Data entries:
+ + + + +

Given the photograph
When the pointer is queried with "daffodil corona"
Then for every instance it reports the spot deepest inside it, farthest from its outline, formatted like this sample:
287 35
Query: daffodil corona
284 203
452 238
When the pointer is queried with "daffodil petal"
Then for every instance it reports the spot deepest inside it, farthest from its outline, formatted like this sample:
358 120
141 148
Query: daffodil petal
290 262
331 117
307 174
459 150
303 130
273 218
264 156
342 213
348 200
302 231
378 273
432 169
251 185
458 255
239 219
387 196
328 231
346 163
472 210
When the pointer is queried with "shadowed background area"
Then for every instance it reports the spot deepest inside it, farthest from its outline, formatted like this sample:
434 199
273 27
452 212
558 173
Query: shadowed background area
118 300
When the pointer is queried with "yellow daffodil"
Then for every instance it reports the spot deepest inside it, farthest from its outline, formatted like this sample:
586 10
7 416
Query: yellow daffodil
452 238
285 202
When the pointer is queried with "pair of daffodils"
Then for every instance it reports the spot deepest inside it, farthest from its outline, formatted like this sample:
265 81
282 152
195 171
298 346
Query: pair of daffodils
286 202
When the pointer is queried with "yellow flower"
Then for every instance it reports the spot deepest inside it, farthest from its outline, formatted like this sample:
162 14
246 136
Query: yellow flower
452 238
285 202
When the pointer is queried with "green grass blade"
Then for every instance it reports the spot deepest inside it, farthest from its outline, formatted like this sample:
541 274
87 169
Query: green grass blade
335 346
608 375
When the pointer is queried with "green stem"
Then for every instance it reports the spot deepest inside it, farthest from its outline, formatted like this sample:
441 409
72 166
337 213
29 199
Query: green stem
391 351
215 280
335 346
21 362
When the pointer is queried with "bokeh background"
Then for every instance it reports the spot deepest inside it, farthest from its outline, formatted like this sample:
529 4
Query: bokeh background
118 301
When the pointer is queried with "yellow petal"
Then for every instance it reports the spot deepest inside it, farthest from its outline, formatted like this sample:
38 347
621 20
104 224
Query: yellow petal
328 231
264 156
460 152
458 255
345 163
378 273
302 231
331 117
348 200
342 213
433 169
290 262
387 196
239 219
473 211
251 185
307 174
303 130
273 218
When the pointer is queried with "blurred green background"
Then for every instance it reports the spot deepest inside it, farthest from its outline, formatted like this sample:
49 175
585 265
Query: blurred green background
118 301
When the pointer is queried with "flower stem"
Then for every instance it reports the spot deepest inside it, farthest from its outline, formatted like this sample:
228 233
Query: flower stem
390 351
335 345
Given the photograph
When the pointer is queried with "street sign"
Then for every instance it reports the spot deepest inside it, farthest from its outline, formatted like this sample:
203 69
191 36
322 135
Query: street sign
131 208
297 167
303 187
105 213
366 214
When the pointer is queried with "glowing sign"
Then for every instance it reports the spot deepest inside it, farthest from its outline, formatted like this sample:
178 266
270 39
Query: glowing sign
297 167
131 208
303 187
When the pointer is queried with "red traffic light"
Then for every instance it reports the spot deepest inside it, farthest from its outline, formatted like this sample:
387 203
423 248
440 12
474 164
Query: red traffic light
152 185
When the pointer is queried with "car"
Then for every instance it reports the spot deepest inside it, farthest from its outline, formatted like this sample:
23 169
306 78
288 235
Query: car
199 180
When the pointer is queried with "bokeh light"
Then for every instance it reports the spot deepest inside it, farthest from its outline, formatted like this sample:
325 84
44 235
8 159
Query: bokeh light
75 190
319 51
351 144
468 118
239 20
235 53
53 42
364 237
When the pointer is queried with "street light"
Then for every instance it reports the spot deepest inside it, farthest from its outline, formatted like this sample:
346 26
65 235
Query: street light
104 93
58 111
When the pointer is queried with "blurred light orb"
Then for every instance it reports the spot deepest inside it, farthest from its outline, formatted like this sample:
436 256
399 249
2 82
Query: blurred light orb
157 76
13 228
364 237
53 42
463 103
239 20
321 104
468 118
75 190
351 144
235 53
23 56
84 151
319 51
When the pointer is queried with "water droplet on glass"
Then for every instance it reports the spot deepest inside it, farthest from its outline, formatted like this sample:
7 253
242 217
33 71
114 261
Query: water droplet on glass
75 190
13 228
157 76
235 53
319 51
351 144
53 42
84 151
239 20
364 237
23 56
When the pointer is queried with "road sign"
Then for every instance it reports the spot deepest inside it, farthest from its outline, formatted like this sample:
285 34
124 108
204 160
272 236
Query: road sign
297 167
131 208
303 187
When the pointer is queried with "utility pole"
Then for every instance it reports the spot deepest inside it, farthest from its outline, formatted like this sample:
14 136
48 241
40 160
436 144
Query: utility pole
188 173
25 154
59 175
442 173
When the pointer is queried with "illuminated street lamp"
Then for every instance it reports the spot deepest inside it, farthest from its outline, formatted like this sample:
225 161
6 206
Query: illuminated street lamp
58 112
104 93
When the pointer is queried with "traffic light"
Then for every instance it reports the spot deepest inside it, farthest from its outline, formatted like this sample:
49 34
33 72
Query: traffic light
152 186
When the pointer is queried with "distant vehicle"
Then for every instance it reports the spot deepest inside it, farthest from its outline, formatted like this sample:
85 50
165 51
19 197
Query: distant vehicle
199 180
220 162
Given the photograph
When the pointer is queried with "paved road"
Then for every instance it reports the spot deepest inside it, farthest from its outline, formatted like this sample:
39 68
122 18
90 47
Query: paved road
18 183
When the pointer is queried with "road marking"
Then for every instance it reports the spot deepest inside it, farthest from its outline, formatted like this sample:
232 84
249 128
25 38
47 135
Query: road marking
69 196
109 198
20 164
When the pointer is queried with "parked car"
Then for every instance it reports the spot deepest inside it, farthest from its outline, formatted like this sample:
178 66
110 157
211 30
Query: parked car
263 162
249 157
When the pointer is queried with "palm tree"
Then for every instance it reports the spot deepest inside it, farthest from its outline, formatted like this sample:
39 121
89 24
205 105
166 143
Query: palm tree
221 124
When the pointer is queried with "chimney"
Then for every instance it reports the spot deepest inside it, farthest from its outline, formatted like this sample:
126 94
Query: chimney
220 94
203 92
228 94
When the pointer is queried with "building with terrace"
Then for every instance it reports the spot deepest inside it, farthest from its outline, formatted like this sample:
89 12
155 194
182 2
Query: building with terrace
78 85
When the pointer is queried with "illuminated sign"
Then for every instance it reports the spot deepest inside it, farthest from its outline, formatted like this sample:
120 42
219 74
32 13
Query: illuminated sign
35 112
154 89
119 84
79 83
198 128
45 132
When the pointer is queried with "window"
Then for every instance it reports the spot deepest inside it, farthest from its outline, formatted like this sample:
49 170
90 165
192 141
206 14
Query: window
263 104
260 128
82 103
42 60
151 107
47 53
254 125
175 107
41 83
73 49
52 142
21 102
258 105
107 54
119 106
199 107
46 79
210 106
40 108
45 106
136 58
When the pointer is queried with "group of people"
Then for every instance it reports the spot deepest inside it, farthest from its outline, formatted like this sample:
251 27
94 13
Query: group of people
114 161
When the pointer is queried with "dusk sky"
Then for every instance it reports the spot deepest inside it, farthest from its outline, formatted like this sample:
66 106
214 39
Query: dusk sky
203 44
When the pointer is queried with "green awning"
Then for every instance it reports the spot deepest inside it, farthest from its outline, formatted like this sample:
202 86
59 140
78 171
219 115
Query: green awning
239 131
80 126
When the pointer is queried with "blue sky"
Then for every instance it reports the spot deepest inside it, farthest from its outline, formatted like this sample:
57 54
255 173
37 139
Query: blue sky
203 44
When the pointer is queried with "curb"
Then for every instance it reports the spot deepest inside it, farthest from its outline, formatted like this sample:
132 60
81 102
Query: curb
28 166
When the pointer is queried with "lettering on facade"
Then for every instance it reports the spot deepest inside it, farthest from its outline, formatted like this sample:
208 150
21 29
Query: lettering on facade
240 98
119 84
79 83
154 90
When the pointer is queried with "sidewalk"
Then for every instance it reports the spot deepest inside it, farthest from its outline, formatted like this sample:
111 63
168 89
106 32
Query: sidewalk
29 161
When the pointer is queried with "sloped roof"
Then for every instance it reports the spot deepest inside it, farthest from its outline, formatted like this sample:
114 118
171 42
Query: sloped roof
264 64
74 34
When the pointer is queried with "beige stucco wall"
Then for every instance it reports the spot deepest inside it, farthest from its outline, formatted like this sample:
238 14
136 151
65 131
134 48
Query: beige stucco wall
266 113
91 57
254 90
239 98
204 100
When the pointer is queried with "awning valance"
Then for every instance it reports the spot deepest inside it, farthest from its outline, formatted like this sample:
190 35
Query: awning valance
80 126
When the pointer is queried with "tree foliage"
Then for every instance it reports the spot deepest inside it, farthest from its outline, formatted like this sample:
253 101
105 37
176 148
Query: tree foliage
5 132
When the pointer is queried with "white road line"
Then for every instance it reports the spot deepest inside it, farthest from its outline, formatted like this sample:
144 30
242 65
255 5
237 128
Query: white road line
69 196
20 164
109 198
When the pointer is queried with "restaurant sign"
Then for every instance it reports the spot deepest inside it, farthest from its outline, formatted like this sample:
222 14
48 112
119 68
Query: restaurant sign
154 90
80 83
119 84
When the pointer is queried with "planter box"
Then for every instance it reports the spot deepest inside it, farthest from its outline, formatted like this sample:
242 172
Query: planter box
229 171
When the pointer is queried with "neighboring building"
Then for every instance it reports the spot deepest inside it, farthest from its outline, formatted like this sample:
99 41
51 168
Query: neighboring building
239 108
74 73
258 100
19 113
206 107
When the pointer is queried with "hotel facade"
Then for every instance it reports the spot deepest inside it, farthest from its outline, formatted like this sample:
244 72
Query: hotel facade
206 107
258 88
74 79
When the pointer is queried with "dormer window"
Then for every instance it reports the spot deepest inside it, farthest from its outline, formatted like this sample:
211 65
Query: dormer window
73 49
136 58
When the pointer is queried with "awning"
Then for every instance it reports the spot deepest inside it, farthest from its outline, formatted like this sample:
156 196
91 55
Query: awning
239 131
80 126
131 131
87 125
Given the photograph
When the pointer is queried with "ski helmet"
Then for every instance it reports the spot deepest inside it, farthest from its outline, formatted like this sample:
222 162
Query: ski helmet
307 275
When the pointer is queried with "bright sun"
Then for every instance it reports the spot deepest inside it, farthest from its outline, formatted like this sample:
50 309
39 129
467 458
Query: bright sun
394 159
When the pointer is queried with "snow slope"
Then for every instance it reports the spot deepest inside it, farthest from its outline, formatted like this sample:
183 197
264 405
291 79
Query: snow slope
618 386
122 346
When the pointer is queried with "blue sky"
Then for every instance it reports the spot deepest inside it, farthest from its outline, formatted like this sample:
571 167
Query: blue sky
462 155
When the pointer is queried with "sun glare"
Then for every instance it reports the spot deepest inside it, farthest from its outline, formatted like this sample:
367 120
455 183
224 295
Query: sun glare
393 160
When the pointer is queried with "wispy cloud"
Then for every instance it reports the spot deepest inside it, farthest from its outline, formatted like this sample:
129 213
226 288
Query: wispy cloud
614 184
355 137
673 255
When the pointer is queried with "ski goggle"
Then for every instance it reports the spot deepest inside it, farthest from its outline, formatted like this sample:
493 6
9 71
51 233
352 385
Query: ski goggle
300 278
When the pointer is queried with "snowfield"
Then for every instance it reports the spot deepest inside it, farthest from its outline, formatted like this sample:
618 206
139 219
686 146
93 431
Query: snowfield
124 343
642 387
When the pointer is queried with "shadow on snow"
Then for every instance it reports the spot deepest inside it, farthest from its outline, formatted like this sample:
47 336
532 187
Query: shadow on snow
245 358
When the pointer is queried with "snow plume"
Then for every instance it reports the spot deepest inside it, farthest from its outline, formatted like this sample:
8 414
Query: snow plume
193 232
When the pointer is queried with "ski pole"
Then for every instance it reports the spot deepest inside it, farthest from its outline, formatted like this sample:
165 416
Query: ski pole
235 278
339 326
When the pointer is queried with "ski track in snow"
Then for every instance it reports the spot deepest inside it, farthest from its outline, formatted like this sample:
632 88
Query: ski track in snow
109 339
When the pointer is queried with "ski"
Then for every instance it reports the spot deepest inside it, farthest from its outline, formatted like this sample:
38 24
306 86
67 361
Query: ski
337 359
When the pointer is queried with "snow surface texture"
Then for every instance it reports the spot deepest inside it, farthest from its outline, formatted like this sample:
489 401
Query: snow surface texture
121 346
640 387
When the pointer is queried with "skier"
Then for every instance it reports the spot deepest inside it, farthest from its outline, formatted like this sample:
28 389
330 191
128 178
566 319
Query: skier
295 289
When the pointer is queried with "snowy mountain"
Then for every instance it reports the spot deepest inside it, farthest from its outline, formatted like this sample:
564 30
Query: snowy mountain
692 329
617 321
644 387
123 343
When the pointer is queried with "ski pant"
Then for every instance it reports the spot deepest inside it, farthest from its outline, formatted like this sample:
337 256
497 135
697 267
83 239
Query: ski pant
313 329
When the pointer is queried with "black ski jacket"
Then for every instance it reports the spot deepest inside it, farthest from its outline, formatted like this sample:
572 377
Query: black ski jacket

+ + + + +

Only a number is needed here: how many lines of the data include the word "jacket"?

2